Written task A:
Answer these questions about the dean's message to Columbia College students:
(i) Who shared the message, and at what point in the year?
(ii) Whose final book supplies the question the dean has been reflecting on, and in what year did it confront readers?
(iii) On what principle do the mission and the ethos of the Core Curriculum rest?
Written task B:
Carry on the dean's message to Columbia College students from the point where it stops.

Excerpt:
[Start]
Dean Josef Sorett shared the following message with Columbia College students at the opening of the 2024 Spring term.
Dear Columbia College Students,
Welcome back to campus after what I hope was a relaxing and restorative winter break. As you settle back into life on campus, I’d like to share a few thoughts with you about the shared work of sustaining our community.
While reflecting on the events of this past Fall over winter break, a simple question with profound implications has often occupied my thoughts: “Where Do We Go From Here: Chaos or Community?”
The title of Dr. Martin Luther King Jr.’s final book confronted readers with a stark question facing the nation in 1968, at the height of the modern civil rights movement. Though posed in reaction to circumstances and challenges of a different era, I have contemplated this choice not in a belief that history is repeating itself per se, but — to paraphrase Mark Twain — in recognition that, on our campus, it is certainly rhyming with previous seasons of conflict and unrest at Columbia.
For the College, there can, of course, be only one path forward. However, in choosing community we must continually reassess and renew how we define the community we seek to sustain — and take active steps to realize those commitments.
Our mission, and indeed the ethos of the Core Curriculum, rests on the principle of free speech and expression, rejects uniformity of opinion and embraces difference. Ours is the challenge of parsing and sitting with conflicting viewpoints and philosophies. This may seem like a recipe for disorder, but, as I have said many times in recent months, what we do remains a radical proposition.
[End]
Recorded information:
[Start]
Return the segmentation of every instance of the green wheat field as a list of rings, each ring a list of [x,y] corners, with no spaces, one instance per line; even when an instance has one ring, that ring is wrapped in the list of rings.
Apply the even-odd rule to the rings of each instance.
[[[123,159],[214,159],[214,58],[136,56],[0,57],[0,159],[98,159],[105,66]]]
[End]
Expected output A:
(i) Dean Josef Sorett shared it at the opening of the 2024 Spring term.
(ii) Dr. Martin Luther King Jr.'s final book, in 1968.
(iii) The principle of free speech and expression.

Expected output B:
Alongside our affirmation of diversity of ideas and experience is our parallel fidelity to providing you — our students — with the tools to explore those differences in spaces where deep listening, respectful debate and social engagement are celebrated. These practices are the essence of the community we choose to enrich and propagate at Columbia.
No student should feel that their voice is without value, that difficult questions cannot be asked or that they must stifle expression in the face of intimidation or harassment. Conversely, in times of conflict and quiet alike, we must be mindful that our language can foster community building and social change even as it also discomforts and disrupts. Navigating that tension between understanding the world as it is, and our differing hopes for what our world could be, sits at the heart of the learning community we inhabit and maintain.
To all of these ends, this Spring, the College — alongside Columbia Engineering and the School of General Studies, and with other University partners — will launch an Undergraduate Community Initiative focused on deepening our collective understanding of and commitment to the values of belonging, respect and service.
It is in that spirit that I am excited to invite you to a new event, Choosing Community: Celebrating the Life and Legacy of Martin Luther King Jr., on the evening of January 25 in Roone Arledge Auditorium. The program will honor Dr. King’s legacy through selected readings by students, faculty and alumni, with musical performances and more.
As we kick off this season of renewal, I hope you will join me in re-committing yourselves to our shared enterprise. I look forward to seeing you around campus and at community events in the weeks and months ahead.
Wishing you all the best for this Spring.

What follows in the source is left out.